▸ Aim:
Rewrite the material below, changing "formatted sample" to "sample in this format" everywhere and leaving all else unchanged. Leave out the pictures.

Labeled area outline material
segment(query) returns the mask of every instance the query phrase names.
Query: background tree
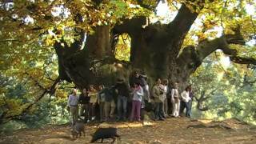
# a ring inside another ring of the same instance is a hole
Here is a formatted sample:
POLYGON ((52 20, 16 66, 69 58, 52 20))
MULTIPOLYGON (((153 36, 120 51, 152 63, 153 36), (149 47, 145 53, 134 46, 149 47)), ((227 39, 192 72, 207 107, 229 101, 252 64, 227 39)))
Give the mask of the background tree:
MULTIPOLYGON (((19 81, 29 79, 41 90, 24 108, 29 110, 44 95, 54 94, 62 80, 79 88, 110 85, 116 77, 127 78, 139 69, 150 79, 178 81, 182 89, 216 50, 233 62, 255 64, 255 47, 246 45, 255 39, 255 14, 246 10, 255 7, 253 1, 161 2, 177 12, 166 24, 150 22, 159 0, 2 1, 1 71, 19 81), (222 30, 220 35, 217 28, 222 30), (129 62, 115 57, 123 34, 130 38, 129 62), (58 58, 58 75, 42 72, 50 58, 54 62, 58 58)), ((2 114, 1 118, 7 117, 2 114)))

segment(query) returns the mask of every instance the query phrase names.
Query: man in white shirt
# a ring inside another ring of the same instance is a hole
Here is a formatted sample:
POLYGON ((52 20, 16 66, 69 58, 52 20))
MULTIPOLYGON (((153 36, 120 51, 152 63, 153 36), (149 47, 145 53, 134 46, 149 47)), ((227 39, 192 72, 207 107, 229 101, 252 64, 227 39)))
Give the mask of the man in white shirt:
POLYGON ((78 121, 78 96, 77 96, 77 90, 74 89, 72 94, 69 96, 69 100, 67 102, 68 106, 70 108, 71 114, 71 123, 74 123, 78 121))
POLYGON ((182 91, 181 94, 182 98, 182 106, 180 113, 182 113, 184 108, 186 108, 186 117, 190 117, 190 102, 191 101, 191 98, 190 97, 190 87, 187 86, 184 91, 182 91))
POLYGON ((178 90, 178 82, 174 83, 174 87, 171 90, 171 102, 173 106, 173 116, 179 117, 180 100, 178 90))

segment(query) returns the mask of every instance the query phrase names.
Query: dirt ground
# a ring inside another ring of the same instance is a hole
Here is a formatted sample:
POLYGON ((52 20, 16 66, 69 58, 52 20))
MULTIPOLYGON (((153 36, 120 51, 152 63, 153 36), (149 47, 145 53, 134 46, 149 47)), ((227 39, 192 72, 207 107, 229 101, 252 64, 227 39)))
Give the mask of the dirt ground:
MULTIPOLYGON (((169 118, 163 122, 114 122, 86 125, 86 136, 71 138, 70 126, 48 126, 20 130, 0 136, 0 143, 89 143, 98 127, 114 126, 121 140, 114 143, 256 143, 256 127, 236 119, 223 122, 169 118)), ((104 140, 110 143, 111 139, 104 140)))

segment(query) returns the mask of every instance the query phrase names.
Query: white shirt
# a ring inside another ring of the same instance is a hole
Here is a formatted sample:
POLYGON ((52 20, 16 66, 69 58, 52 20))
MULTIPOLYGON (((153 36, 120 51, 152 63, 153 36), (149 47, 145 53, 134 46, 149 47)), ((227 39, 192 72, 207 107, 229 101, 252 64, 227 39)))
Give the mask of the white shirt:
POLYGON ((170 94, 171 94, 171 99, 174 99, 175 97, 178 98, 178 89, 172 89, 171 92, 170 92, 170 94))
POLYGON ((182 100, 183 102, 188 102, 189 101, 191 100, 190 97, 190 92, 188 91, 186 91, 184 90, 182 94, 181 94, 181 97, 182 97, 182 100))
POLYGON ((74 96, 74 94, 70 94, 69 96, 69 100, 68 100, 68 102, 67 102, 68 106, 78 106, 78 99, 79 99, 78 96, 74 96))

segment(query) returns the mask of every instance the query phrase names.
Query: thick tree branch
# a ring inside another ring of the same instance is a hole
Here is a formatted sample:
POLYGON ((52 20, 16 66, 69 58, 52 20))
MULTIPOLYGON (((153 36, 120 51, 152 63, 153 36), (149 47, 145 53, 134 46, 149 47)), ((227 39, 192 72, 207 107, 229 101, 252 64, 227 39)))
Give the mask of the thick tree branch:
MULTIPOLYGON (((152 1, 152 0, 151 0, 152 1)), ((150 10, 155 10, 155 8, 158 6, 158 3, 160 2, 161 0, 154 0, 155 2, 155 5, 154 6, 150 6, 150 5, 146 5, 145 3, 143 3, 143 0, 137 0, 137 3, 145 8, 145 9, 148 9, 150 10)), ((163 0, 162 0, 163 1, 163 0)))
POLYGON ((169 30, 171 34, 183 39, 198 15, 198 13, 191 11, 185 4, 182 4, 175 18, 169 23, 169 30), (176 30, 177 28, 179 30, 176 30))
POLYGON ((178 56, 178 62, 193 71, 201 65, 205 58, 219 49, 234 62, 256 65, 255 58, 238 56, 237 50, 230 47, 230 44, 245 45, 239 26, 233 30, 234 31, 233 34, 226 34, 211 41, 203 40, 196 47, 193 46, 185 47, 178 56))
POLYGON ((127 33, 130 35, 136 32, 138 33, 138 31, 142 30, 142 26, 146 24, 146 18, 138 17, 131 19, 125 19, 122 22, 122 23, 116 25, 113 28, 114 34, 127 33))

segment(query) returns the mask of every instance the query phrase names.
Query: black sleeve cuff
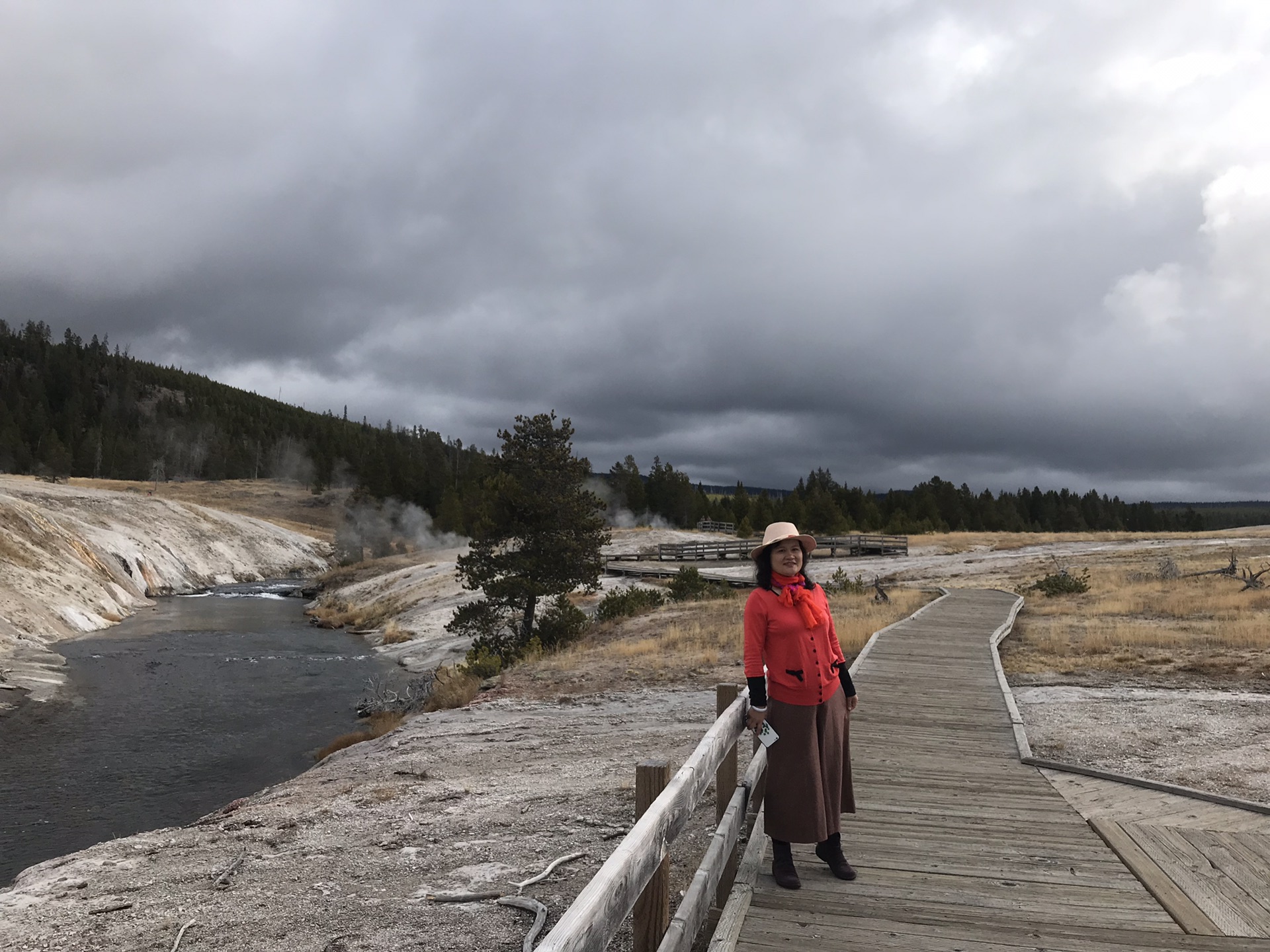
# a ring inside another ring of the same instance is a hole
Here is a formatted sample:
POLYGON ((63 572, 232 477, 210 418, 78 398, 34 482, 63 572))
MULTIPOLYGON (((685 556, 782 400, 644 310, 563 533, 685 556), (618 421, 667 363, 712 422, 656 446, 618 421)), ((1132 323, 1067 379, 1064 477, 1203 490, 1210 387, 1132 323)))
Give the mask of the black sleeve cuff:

▸ Problem solution:
segment(query) returns the mask of every instance the query phrase names.
Query: background tree
# a ring inside another ring of the same instance is a hole
Here is a sample in this format:
POLYGON ((52 20, 16 66, 69 58, 52 20))
MULTIPOLYGON (((153 36, 120 51, 152 63, 153 36), (149 47, 145 53, 134 46, 149 47)), ((227 39, 192 72, 207 107, 229 101, 252 64, 227 39)))
Give the mask of the background tree:
MULTIPOLYGON (((19 81, 29 79, 41 90, 24 108, 29 110, 44 95, 54 94, 62 80, 79 88, 110 85, 116 77, 127 78, 139 69, 150 79, 178 81, 182 89, 216 50, 233 62, 255 64, 255 47, 246 45, 255 39, 255 14, 246 10, 255 7, 253 1, 161 2, 177 12, 166 24, 150 22, 159 0, 2 1, 1 71, 19 81), (222 30, 220 35, 217 28, 222 30), (129 62, 115 57, 123 34, 130 38, 129 62), (58 58, 58 75, 42 72, 50 58, 54 62, 58 58)), ((2 114, 1 118, 7 117, 2 114)))

segment(query) returns the mask of every instance the query phrase names.
Query: man in white shirt
# a ring inside another ring of the same instance is a hole
Here is a sample in this format:
POLYGON ((52 20, 16 66, 69 58, 52 20))
MULTIPOLYGON (((153 36, 120 51, 152 63, 153 36), (149 47, 145 53, 134 46, 149 47)), ((227 39, 192 72, 207 107, 229 101, 252 64, 227 39)))
Give the mask of the man in white shirt:
POLYGON ((78 121, 78 96, 77 96, 77 90, 74 89, 72 94, 69 96, 69 100, 67 102, 68 106, 70 108, 71 114, 71 123, 74 123, 78 121))
POLYGON ((182 91, 181 94, 182 98, 182 106, 180 113, 182 113, 184 108, 186 108, 186 117, 190 117, 190 102, 191 101, 191 98, 190 97, 190 87, 187 86, 184 91, 182 91))
POLYGON ((178 90, 178 82, 174 83, 174 87, 171 90, 171 102, 173 106, 173 116, 179 117, 180 100, 178 90))

segment(query) returns the mask of every instance the query phrase names.
Query: dirt ground
# a ring inside another ring of the same instance is a hole
Here is a sample in this format:
POLYGON ((52 20, 16 66, 69 58, 52 20))
MULTIPOLYGON (((153 36, 120 51, 152 63, 153 36), (149 47, 145 53, 134 46, 149 47)), ((227 39, 192 72, 207 107, 229 101, 252 64, 227 39)))
Give the mask of the dirt ground:
MULTIPOLYGON (((169 118, 163 122, 114 122, 86 125, 86 136, 71 138, 70 126, 48 126, 20 130, 0 136, 0 143, 89 143, 98 127, 114 126, 121 140, 114 143, 256 143, 256 127, 236 119, 223 122, 169 118)), ((104 140, 110 143, 111 139, 104 140)))

segment(query) returns the mask of every instance the query phrase names.
Query: white shirt
# a ring inside another ring of the same instance is a hole
Here is a sample in this format:
POLYGON ((52 20, 16 66, 69 58, 52 20))
MULTIPOLYGON (((153 36, 120 51, 152 63, 153 36), (149 47, 145 53, 134 46, 149 47)), ((227 39, 192 72, 207 107, 229 101, 252 64, 227 39)))
Give the mask of the white shirt:
POLYGON ((170 94, 171 94, 171 99, 174 99, 175 97, 178 98, 178 89, 172 89, 171 92, 170 92, 170 94))
POLYGON ((182 100, 183 102, 188 102, 189 101, 191 100, 190 97, 190 92, 188 91, 186 91, 184 90, 182 94, 181 94, 181 97, 182 97, 182 100))
POLYGON ((74 96, 74 94, 70 94, 69 96, 69 100, 68 100, 68 102, 67 102, 68 106, 78 106, 78 99, 79 99, 78 96, 74 96))

segment(query) returns the mask of every instance the query phrase names.
Query: thick tree branch
# a ring inside another ring of the same instance is a hole
Here is a sample in this format:
POLYGON ((52 20, 16 66, 69 58, 52 20))
MULTIPOLYGON (((153 36, 120 51, 152 63, 153 36), (149 47, 145 53, 134 46, 149 47)), ((227 39, 192 72, 207 107, 229 101, 252 64, 227 39)))
Give the mask of the thick tree branch:
MULTIPOLYGON (((152 1, 152 0, 151 0, 152 1)), ((150 10, 155 10, 155 8, 158 6, 158 3, 160 2, 161 0, 154 0, 155 2, 155 5, 154 6, 150 6, 150 5, 146 5, 145 3, 143 3, 143 0, 137 0, 137 3, 145 8, 145 9, 148 9, 150 10)), ((163 0, 162 0, 163 1, 163 0)))
POLYGON ((169 30, 171 34, 183 39, 198 15, 198 13, 191 11, 185 4, 182 4, 175 18, 169 23, 169 30), (176 30, 177 28, 179 30, 176 30))
POLYGON ((178 56, 178 62, 193 71, 201 65, 205 58, 219 49, 234 62, 256 65, 255 58, 238 56, 237 50, 230 47, 230 44, 245 45, 239 26, 233 30, 234 31, 233 34, 226 34, 211 41, 203 40, 196 47, 193 46, 185 47, 178 56))
POLYGON ((127 33, 130 35, 136 32, 138 33, 138 31, 142 30, 142 26, 146 24, 146 18, 138 17, 131 19, 125 19, 122 22, 122 23, 116 25, 113 28, 114 34, 127 33))

segment(query) returns the mask of every instance the query phrase names.
Query: black sleeve cuff
# a ring inside another ring of the same instance is a hole
Here is a sample in this format:
POLYGON ((63 572, 232 477, 210 418, 78 398, 34 482, 63 572))
MULTIPOLYGON (((685 556, 782 400, 644 310, 563 533, 685 556), (618 421, 667 363, 712 422, 656 446, 618 421)), ((1132 323, 1067 379, 1064 477, 1203 490, 1210 387, 1132 323)))
Give the mask of the black sleeve cuff:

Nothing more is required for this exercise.